> _Texto para revisar_:

== == ==

Marcela Sánchez Orth (MaSO)

 

Son 53 pasos desde la puerta de mi casa para encontrarme en sus entrañas. Su presencia inicia a las cinco de la mañana, con el toque desentonado de fierros que caen y gritos de hombres que piden. Después viene la música: desde cumbia hasta corridos (en ocasiones hay marimba o banda), acompañada de los llamados a participar, a visitar: “pásele, pásele… es fresco, del día”.

Por las trocas estacionada frente a la casa reconozco si llegó el muchacho de los quesos, el de la fruta, la bisutería o el que vende al mayoreo los jabones, que hoy no vino. La calle Circunvalación poniente, ente Fresnos y Paraíso, ha tenido la visita de este tianguis ya por 30 años, de los cuales yo he estado en los últimos 15.

Un día con poco tiempo voy y vengo en 35 minutos, pero mis prisas no cambian su sabor: “¿Me pesa? Bueno a mí no, porque estoy peleada con la báscula”, comenta una clienta; “el Uber, el Uber ya llego su Uber”, grita entre la gente un muchacho de tez morena, delgado como el hambre y facciones ancestrales, que vende su servicio de cargador.

== == ==

Entradas de datos extraídas:

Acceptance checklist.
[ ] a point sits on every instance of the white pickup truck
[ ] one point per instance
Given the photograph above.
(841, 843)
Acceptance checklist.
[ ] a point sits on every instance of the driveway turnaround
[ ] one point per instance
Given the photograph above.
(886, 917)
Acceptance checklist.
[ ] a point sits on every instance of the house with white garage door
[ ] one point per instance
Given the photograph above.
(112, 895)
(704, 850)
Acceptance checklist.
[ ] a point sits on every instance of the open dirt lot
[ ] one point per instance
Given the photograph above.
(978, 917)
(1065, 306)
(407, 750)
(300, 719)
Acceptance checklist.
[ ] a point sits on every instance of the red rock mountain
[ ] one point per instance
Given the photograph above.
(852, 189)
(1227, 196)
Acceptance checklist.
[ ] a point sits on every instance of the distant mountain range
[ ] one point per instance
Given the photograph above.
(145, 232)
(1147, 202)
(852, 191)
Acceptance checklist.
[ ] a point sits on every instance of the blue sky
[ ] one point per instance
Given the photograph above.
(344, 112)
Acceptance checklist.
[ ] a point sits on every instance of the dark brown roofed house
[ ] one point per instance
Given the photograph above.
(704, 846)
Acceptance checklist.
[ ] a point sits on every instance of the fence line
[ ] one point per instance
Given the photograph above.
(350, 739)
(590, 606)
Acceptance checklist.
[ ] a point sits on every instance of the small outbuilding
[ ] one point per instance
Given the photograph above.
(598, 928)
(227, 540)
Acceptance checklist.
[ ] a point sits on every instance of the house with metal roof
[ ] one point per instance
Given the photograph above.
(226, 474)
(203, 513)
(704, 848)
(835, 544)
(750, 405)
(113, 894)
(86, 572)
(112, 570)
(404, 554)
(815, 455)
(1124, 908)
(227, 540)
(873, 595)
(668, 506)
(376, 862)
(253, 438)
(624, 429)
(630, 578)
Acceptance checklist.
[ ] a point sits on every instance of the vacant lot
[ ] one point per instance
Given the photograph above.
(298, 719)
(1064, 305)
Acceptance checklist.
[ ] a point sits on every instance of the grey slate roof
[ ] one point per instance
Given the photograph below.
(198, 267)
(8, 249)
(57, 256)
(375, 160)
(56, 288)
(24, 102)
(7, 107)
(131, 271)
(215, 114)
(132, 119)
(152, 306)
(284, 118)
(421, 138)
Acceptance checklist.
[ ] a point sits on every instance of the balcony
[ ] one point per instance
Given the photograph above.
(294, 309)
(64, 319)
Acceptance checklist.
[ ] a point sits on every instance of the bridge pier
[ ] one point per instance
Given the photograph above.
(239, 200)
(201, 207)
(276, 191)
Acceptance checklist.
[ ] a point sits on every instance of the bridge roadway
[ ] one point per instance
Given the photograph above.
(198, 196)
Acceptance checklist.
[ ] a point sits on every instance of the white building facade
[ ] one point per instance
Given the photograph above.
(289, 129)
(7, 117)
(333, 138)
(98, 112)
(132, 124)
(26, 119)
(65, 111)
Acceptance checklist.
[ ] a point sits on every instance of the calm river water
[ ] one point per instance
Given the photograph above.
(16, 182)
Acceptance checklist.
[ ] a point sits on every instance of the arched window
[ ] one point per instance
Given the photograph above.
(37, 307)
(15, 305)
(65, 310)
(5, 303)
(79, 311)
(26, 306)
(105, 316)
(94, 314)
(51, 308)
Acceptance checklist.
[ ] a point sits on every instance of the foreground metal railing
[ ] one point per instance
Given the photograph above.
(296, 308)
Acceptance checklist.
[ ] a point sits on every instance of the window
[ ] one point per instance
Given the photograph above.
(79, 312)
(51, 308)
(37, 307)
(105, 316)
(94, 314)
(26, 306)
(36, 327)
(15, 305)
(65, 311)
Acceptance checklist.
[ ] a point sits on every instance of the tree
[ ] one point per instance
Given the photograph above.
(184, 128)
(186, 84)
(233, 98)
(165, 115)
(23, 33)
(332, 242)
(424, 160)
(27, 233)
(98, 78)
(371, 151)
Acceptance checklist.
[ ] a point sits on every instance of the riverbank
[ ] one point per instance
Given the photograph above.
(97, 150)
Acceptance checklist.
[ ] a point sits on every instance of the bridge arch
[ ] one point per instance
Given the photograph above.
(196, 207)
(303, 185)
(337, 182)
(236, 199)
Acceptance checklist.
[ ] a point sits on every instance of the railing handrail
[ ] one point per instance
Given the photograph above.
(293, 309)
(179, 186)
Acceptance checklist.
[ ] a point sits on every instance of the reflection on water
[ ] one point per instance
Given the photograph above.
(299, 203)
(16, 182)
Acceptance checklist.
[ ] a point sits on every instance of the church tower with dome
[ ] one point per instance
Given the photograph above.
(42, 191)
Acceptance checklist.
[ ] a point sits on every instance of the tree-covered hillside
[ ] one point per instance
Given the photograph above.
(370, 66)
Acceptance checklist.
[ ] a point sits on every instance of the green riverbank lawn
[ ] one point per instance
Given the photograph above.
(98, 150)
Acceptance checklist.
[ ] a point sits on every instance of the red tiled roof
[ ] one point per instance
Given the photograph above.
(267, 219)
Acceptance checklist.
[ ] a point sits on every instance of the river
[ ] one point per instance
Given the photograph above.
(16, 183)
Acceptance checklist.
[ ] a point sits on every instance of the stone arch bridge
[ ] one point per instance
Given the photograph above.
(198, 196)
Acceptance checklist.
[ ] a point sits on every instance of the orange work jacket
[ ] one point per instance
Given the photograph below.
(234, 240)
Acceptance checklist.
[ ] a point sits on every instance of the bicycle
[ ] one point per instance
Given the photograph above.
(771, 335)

== == ==

> _Tareas por realizar_:
A – Traduce al inglés esta oración del texto sobre el tianguis: "Son 53 pasos desde la puerta de mi casa para encontrarme en sus entrañas."
B – Por favor, devuelve del texto sobre el tianguis todo lo que va desde "Marcela Sánchez Orth" hasta "los últimos 15.".
C – Resume en dos oraciones el texto sobre el tianguis.

> _Ejercicio resuelto_:
A – It is 53 steps from the door of my house to find myself in its depths.

B –
Marcela Sánchez Orth (MaSO)

 

Son 53 pasos desde la puerta de mi casa para encontrarme en sus entrañas. Su presencia inicia a las cinco de la mañana, con el toque desentonado de fierros que caen y gritos de hombres que piden. Después viene la música: desde cumbia hasta corridos (en ocasiones hay marimba o banda), acompañada de los llamados a participar, a visitar: “pásele, pásele… es fresco, del día”.

Por las trocas estacionada frente a la casa reconozco si llegó el muchacho de los quesos, el de la fruta, la bisutería o el que vende al mayoreo los jabones, que hoy no vino. La calle Circunvalación poniente, ente Fresnos y Paraíso, ha tenido la visita de este tianguis ya por 30 años, de los cuales yo he estado en los últimos 15.

C – Desde hace 30 años se instala un tianguis en la calle Circunvalación poniente, entre Fresnos y Paraíso, a 53 pasos de la casa de quien narra, que ha estado ahí durante los últimos 15. Su actividad comienza a las cinco de la mañana con el ruido de fierros y gritos, sigue con música y llamados de los vendedores, y entre la gente se oyen los comentarios de una clienta y los gritos de un muchacho que ofrece su servicio de cargador.